> **Passage**:
──────────
There has been a public consultation in respect of a number of proposed changes to the regulation of managed investment schemes, including considering governance reforms and the possibility of raising the threshold to qualify as a wholesale client. No firm changes to legislation are currently known but it is widely expected that there will be changes to the regulation of managed investment schemes and the system of wholesale client qualification.
Typically, promoters or sponsors would come from Australia; however, fund managers frequently use offshore promoters to target foreign investors, particularly in Europe and North America.
Alternative fund managers themselves are typically structured as Australian proprietary companies limited by shares. However, fund managers’ internal structures often provide that the management entity may contract with other internal entities for the provision of investment advisory services to mitigate any tax and legal exposure.
A fund manager would need to hold an AFSL or be exempt from the requirement to hold an AFSL. It is common for managers who do not hold an AFSL to be authorised under another AFSL-holder’s licence. The relevant AFSL or authorisation would need to authorise the manager to perform a variety of financial services, such as:
Managers of funds have specific duties to the persons to whom they provide financial services, usually imposed via their licensing obligations. In addition, the Corporations Act prohibits the use of misleading and deceptive conduct in the provision of financial services. The trustee or issuer of the relevant fund would have a fiduciary duty to investors and where a manager of the fund is appointed, it is common that under the relevant investment management agreement, the manager is authorised to additional contractual obligations to act in the best interests of investors of the fund.
──────────
> **Entries supplied**:
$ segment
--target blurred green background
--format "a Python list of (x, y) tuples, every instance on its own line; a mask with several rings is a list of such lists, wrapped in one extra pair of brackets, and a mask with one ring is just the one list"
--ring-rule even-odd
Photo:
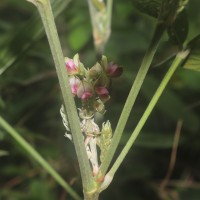
[[(86, 1), (54, 0), (64, 55), (79, 52), (92, 67), (96, 54)], [(200, 33), (200, 1), (190, 1), (187, 40)], [(155, 19), (131, 0), (114, 1), (105, 54), (123, 66), (113, 80), (105, 119), (113, 129), (150, 42)], [(163, 42), (168, 40), (167, 34)], [(160, 50), (161, 52), (161, 50)], [(159, 56), (156, 57), (159, 59)], [(155, 60), (156, 62), (156, 60)], [(120, 143), (126, 143), (170, 64), (152, 66)], [(64, 138), (62, 98), (49, 45), (36, 8), (24, 0), (0, 1), (0, 114), (81, 195), (73, 144)], [(164, 190), (177, 122), (182, 121), (176, 163)], [(117, 155), (117, 154), (116, 154)], [(71, 197), (0, 127), (0, 200), (64, 200)], [(179, 68), (134, 147), (101, 199), (200, 199), (200, 73)]]

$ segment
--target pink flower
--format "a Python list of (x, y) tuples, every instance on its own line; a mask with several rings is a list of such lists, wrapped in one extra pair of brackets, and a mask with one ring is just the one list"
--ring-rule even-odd
[(77, 96), (83, 101), (87, 101), (93, 96), (93, 87), (90, 83), (82, 81), (78, 87)]
[(69, 78), (69, 84), (71, 86), (72, 94), (74, 96), (77, 95), (78, 87), (80, 85), (80, 80), (77, 77), (75, 77), (75, 76), (71, 76)]
[(106, 68), (106, 74), (110, 77), (119, 77), (123, 72), (122, 67), (118, 67), (114, 63), (109, 63)]
[(106, 87), (97, 87), (95, 88), (95, 91), (103, 102), (106, 102), (110, 99), (109, 92)]
[(75, 65), (74, 61), (70, 58), (65, 59), (67, 72), (69, 75), (78, 74), (79, 68)]

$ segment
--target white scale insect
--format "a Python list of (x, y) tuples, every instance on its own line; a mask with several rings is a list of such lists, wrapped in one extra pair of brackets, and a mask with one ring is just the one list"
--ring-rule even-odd
[[(70, 133), (68, 133), (68, 132), (70, 132), (70, 128), (69, 128), (67, 115), (65, 114), (65, 108), (63, 105), (61, 105), (60, 114), (62, 117), (63, 125), (66, 128), (66, 132), (65, 132), (64, 136), (69, 138), (72, 141), (72, 135)], [(90, 162), (92, 164), (93, 173), (95, 175), (98, 173), (98, 169), (99, 169), (97, 147), (96, 147), (97, 146), (96, 135), (100, 134), (100, 130), (99, 130), (98, 125), (94, 122), (94, 119), (88, 119), (88, 120), (84, 119), (80, 125), (81, 125), (81, 131), (86, 134), (85, 148), (86, 148), (88, 159), (90, 160)], [(90, 134), (87, 134), (88, 132)], [(91, 132), (94, 132), (96, 134), (95, 135), (91, 134)]]

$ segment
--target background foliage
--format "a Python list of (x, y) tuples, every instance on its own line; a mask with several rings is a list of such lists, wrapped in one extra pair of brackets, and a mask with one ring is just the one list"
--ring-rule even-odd
[[(86, 1), (52, 1), (64, 54), (79, 52), (91, 67), (95, 62)], [(187, 6), (189, 34), (199, 34), (200, 2)], [(112, 34), (105, 54), (123, 66), (123, 76), (111, 85), (106, 119), (115, 127), (134, 76), (152, 36), (154, 19), (139, 13), (131, 0), (114, 1)], [(167, 34), (163, 39), (168, 40)], [(173, 54), (170, 50), (170, 55)], [(140, 119), (166, 72), (157, 54), (121, 147)], [(161, 63), (161, 64), (160, 64)], [(200, 198), (200, 74), (179, 69), (162, 95), (137, 142), (102, 199), (197, 200)], [(0, 2), (0, 113), (81, 194), (73, 145), (63, 137), (59, 115), (62, 99), (47, 39), (36, 9), (26, 1)], [(164, 190), (178, 120), (183, 122), (172, 176)], [(99, 119), (101, 123), (101, 119)], [(64, 190), (0, 128), (0, 199), (70, 199)]]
──────────
> **Task requirements**:
Pull out the full passage on regulating Australian fund managers and reproduce it word for word. The records have no connection to the text.

> **Answer to the problem**:
There has been a public consultation in respect of a number of proposed changes to the regulation of managed investment schemes, including considering governance reforms and the possibility of raising the threshold to qualify as a wholesale client. No firm changes to legislation are currently known but it is widely expected that there will be changes to the regulation of managed investment schemes and the system of wholesale client qualification.
Typically, promoters or sponsors would come from Australia; however, fund managers frequently use offshore promoters to target foreign investors, particularly in Europe and North America.
Alternative fund managers themselves are typically structured as Australian proprietary companies limited by shares. However, fund managers’ internal structures often provide that the management entity may contract with other internal entities for the provision of investment advisory services to mitigate any tax and legal exposure.
A fund manager would need to hold an AFSL or be exempt from the requirement to hold an AFSL. It is common for managers who do not hold an AFSL to be authorised under another AFSL-holder’s licence. The relevant AFSL or authorisation would need to authorise the manager to perform a variety of financial services, such as:
Managers of funds have specific duties to the persons to whom they provide financial services, usually imposed via their licensing obligations. In addition, the Corporations Act prohibits the use of misleading and deceptive conduct in the provision of financial services. The trustee or issuer of the relevant fund would have a fiduciary duty to investors and where a manager of the fund is appointed, it is common that under the relevant investment management agreement, the manager is authorised to additional contractual obligations to act in the best interests of investors of the fund.